> WHAT YOU NEED TO DO
Return the stretch of entries from the line that contains "of the blue" through the line that contains "column 521, row 265", both ends included, repeating those lines exactly and nothing else.

> DATASET ENTRIES
....................
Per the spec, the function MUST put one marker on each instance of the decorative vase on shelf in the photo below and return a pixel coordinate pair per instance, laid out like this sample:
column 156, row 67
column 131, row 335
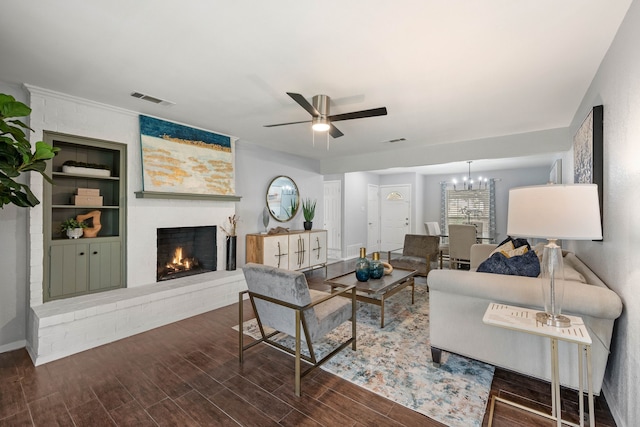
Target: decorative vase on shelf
....................
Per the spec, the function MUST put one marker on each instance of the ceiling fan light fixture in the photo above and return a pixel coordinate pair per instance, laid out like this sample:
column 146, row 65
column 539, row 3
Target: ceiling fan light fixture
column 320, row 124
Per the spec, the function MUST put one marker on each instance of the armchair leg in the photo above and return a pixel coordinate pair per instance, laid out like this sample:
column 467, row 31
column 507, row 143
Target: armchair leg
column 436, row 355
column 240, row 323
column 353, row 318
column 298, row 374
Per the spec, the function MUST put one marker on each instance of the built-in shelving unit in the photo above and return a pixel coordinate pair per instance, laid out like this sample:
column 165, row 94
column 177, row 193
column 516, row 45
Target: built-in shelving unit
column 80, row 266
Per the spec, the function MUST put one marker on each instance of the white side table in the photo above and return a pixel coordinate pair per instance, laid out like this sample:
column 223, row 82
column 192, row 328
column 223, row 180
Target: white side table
....................
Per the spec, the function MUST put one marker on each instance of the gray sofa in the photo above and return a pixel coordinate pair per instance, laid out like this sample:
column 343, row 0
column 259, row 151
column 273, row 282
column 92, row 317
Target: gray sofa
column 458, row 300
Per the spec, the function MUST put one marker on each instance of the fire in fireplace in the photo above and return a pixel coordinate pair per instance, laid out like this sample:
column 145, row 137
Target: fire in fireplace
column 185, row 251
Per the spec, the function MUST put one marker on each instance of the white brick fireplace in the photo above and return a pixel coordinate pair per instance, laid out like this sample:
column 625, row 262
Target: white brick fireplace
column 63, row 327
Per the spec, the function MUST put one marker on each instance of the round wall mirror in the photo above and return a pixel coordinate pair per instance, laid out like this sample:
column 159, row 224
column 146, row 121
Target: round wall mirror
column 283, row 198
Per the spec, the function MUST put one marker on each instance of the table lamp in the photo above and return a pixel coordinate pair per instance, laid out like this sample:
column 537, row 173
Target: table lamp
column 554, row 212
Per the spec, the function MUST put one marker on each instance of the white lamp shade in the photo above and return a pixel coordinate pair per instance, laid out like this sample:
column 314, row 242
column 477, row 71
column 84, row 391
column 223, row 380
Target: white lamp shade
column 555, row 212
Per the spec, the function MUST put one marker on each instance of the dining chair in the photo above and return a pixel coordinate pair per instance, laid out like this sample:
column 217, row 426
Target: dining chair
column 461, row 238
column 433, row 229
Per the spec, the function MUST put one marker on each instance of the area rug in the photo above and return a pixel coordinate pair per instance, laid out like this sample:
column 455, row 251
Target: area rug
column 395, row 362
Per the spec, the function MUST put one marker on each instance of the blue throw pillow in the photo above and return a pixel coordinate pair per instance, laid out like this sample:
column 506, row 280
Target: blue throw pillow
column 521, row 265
....................
> EXERCISE SOLUTION
Per the spec, the function MUST put one marker on each instance of the blue throw pillow in the photo above and return a pixel coordinate pair per instance, laid out like this sample:
column 506, row 280
Target: blue throw pillow
column 521, row 265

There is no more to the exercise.